GIVEN TEXT:
Advertising and Public Relations
What Can Advertising Do for My Business?
- Remind customers and prospective customers about the benefits of your product or service
- Establish and maintain your distinct identity
- Enhance your reputation
- Encourage existing customers to buy more of what you sell
- Attract new customers and replace lost ones
- Slowly build sales to boost your bottom line
- Promote your business to customers, investors, and others
What Will Advertising Not Do for My Business?
- Create an instant customer base
- Cause an immediate sharp increase in sales
- Solve cash flow or profit problems
- Substitute for poor or indifferent customer service
- Sell useless or unwanted products or services
What are the Important Virtues of Advertising?
- You have complete control
- Unlike public relations efforts, you can determine exactly where, when, and how often your message will appear, how it will look, and what it will say
- You can more readily target your audience and aim at very specific geographic areas
- You can be consistent, presenting your company’s image and sales message repeatedly to build awareness and trust
- A distinctive identity will eventually become clearly associated with your company, just like McDonald’s golden arches
- Customers will recognize you quickly and easily if you present yourself consistently
What are the Drawbacks to Advertising?
- Advertising works best and costs least when planned and prepared in advance
- It takes time and persistence—you must continually remind prospects and customers about the benefits of doing business with you
What Should My Blueprint for Advertising Look Like?
(1) Design the Framework
- What is the purpose of your advertising program?
- The first step is to define your company’s long-range goals, then map out how marketing can help you attain them
- Focus on advertising routes that are complementary to your marketing efforts
- Set measurable goals so you can evaluate the success of your advertising campaign
- How much can you afford to invest?
- Always remember that whatever amount you allocate will never seem like enough, but if you take your income, expenses, and sales projections, you can determine how much you can afford to invest, which will determine how you will advertise
(2) Fill in the Details
- What are the features and benefits of your product or service?
- Who is your audience?
- Create a profile of your best customer, being as specific as possible because this will be the focus of your ads and media choices
- Who is your competition?

Dataset items:
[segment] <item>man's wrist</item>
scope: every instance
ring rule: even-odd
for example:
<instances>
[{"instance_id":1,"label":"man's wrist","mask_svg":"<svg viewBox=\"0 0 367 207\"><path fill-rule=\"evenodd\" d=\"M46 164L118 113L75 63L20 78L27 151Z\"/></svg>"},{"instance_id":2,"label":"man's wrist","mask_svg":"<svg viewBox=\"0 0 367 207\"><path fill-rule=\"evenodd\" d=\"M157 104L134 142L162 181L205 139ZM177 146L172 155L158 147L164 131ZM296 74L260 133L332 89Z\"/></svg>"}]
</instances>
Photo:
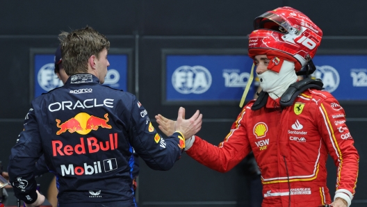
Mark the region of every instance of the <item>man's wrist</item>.
<instances>
[{"instance_id":1,"label":"man's wrist","mask_svg":"<svg viewBox=\"0 0 367 207\"><path fill-rule=\"evenodd\" d=\"M347 201L344 200L344 199L342 199L342 198L339 198L339 197L335 199L335 201L337 201L337 200L341 200L341 201L344 204L344 205L345 205L345 206L348 206L348 202L347 202Z\"/></svg>"},{"instance_id":2,"label":"man's wrist","mask_svg":"<svg viewBox=\"0 0 367 207\"><path fill-rule=\"evenodd\" d=\"M350 197L349 194L350 194L352 196L352 198ZM350 204L352 204L352 194L347 190L345 189L339 189L335 192L335 196L334 197L334 200L336 201L338 199L341 199L341 201L348 206L349 207Z\"/></svg>"}]
</instances>

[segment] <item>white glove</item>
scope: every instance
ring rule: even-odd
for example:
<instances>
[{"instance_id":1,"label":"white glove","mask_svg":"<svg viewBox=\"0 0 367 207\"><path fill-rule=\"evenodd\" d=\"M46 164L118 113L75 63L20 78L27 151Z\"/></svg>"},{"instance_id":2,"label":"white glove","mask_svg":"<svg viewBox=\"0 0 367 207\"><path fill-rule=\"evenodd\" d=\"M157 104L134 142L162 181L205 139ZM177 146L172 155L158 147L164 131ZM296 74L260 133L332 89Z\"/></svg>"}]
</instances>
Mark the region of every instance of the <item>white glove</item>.
<instances>
[{"instance_id":1,"label":"white glove","mask_svg":"<svg viewBox=\"0 0 367 207\"><path fill-rule=\"evenodd\" d=\"M36 207L36 206L42 205L43 202L44 202L44 196L43 194L40 194L38 190L37 190L36 192L37 192L37 195L38 195L37 200L35 200L35 202L31 204L26 204L26 207Z\"/></svg>"}]
</instances>

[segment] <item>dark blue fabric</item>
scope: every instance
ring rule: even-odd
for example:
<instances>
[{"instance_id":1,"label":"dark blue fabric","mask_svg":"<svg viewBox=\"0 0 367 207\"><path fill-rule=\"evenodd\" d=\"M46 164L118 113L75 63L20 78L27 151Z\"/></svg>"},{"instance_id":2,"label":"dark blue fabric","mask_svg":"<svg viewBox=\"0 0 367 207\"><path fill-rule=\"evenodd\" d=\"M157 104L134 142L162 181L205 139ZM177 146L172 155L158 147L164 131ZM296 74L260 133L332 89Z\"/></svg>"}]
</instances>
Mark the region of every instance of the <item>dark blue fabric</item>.
<instances>
[{"instance_id":1,"label":"dark blue fabric","mask_svg":"<svg viewBox=\"0 0 367 207\"><path fill-rule=\"evenodd\" d=\"M58 177L60 204L129 201L137 163L129 165L131 147L157 170L170 169L181 154L178 133L163 139L149 124L134 95L101 85L91 74L70 76L32 101L10 157L16 197L34 201L35 164L44 154Z\"/></svg>"}]
</instances>

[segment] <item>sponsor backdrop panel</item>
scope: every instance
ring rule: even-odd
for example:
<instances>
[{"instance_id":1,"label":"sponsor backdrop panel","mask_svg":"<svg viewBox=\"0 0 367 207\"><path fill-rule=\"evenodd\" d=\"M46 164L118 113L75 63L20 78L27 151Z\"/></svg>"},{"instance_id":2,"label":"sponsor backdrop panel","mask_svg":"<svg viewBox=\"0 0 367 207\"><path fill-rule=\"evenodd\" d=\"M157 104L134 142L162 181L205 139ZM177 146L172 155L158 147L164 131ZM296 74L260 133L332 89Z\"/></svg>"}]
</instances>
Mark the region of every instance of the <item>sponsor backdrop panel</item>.
<instances>
[{"instance_id":1,"label":"sponsor backdrop panel","mask_svg":"<svg viewBox=\"0 0 367 207\"><path fill-rule=\"evenodd\" d=\"M139 53L139 99L140 102L145 106L151 116L161 113L176 119L179 107L184 106L186 108L186 117L190 117L196 110L199 109L206 119L236 118L240 111L238 106L239 101L238 103L234 101L230 105L221 103L219 100L213 101L212 103L208 103L208 104L194 104L194 106L193 103L188 103L188 101L177 101L174 103L175 105L163 104L161 99L163 96L162 89L164 88L163 83L166 82L166 79L165 74L162 72L162 68L164 67L163 65L166 63L165 52L168 50L190 49L191 53L196 54L198 53L197 50L199 50L199 53L202 54L205 52L206 54L211 55L213 54L211 53L211 51L215 50L217 54L229 54L230 56L230 55L234 54L234 51L237 53L235 53L236 55L240 54L240 53L243 54L244 51L245 52L244 46L246 45L247 41L245 38L202 39L199 38L185 38L184 37L174 38L143 37L140 42ZM183 63L183 64L190 65L190 63ZM195 66L195 65L190 66ZM241 66L242 69L246 69L247 67L247 71L250 71L252 63ZM176 69L177 67L172 69ZM218 78L222 77L223 69L214 72L219 74ZM212 82L211 85L216 86L220 84L222 88L225 88L225 79L222 77L221 78L221 82ZM172 82L170 84L172 85ZM213 92L215 93L215 92ZM241 95L242 92L238 94L238 100L240 100Z\"/></svg>"},{"instance_id":2,"label":"sponsor backdrop panel","mask_svg":"<svg viewBox=\"0 0 367 207\"><path fill-rule=\"evenodd\" d=\"M339 101L367 101L367 54L317 55L313 63L313 76Z\"/></svg>"},{"instance_id":3,"label":"sponsor backdrop panel","mask_svg":"<svg viewBox=\"0 0 367 207\"><path fill-rule=\"evenodd\" d=\"M163 100L190 104L240 101L253 63L247 54L166 55ZM254 93L254 87L249 90ZM253 99L250 95L247 101Z\"/></svg>"},{"instance_id":4,"label":"sponsor backdrop panel","mask_svg":"<svg viewBox=\"0 0 367 207\"><path fill-rule=\"evenodd\" d=\"M108 36L107 38L109 38ZM133 37L114 36L109 39L111 47L113 45L113 47L129 49L131 60L129 60L128 63L131 65L129 68L133 69L134 66L132 60L133 50L135 45ZM32 63L33 59L31 58L31 51L35 48L46 48L48 49L50 54L52 54L58 45L57 35L40 38L37 36L19 38L0 38L0 44L3 48L10 49L0 50L0 55L3 60L6 60L3 61L0 66L2 74L6 77L0 81L0 92L4 97L8 97L6 101L0 102L0 118L23 119L31 106L30 92L33 91L31 88L34 87L33 84L31 84L34 80L33 73L30 73L30 68L34 67L34 63ZM51 55L49 58L52 63L54 56ZM133 76L133 74L131 72L129 75ZM135 83L133 77L128 77L128 79L131 80L131 83L129 83L131 85ZM128 85L129 87L132 86Z\"/></svg>"}]
</instances>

EXERCISE BRIEF:
Please rewrite the advertising guide from "- You have complete" to "Advertising Look Like?", putting "loyalty" in place of "trust".

CORRECT OUTPUT:
- You have complete control
- Unlike public relations efforts, you can determine exactly where, when, and how often your message will appear, how it will look, and what it will say
- You can more readily target your audience and aim at very specific geographic areas
- You can be consistent, presenting your company’s image and sales message repeatedly to build awareness and loyalty
- A distinctive identity will eventually become clearly associated with your company, just like McDonald’s golden arches
- Customers will recognize you quickly and easily if you present yourself consistently
What are the Drawbacks to Advertising?
- Advertising works best and costs least when planned and prepared in advance
- It takes time and persistence—you must continually remind prospects and customers about the benefits of doing business with you
What Should My Blueprint for Advertising Look Like?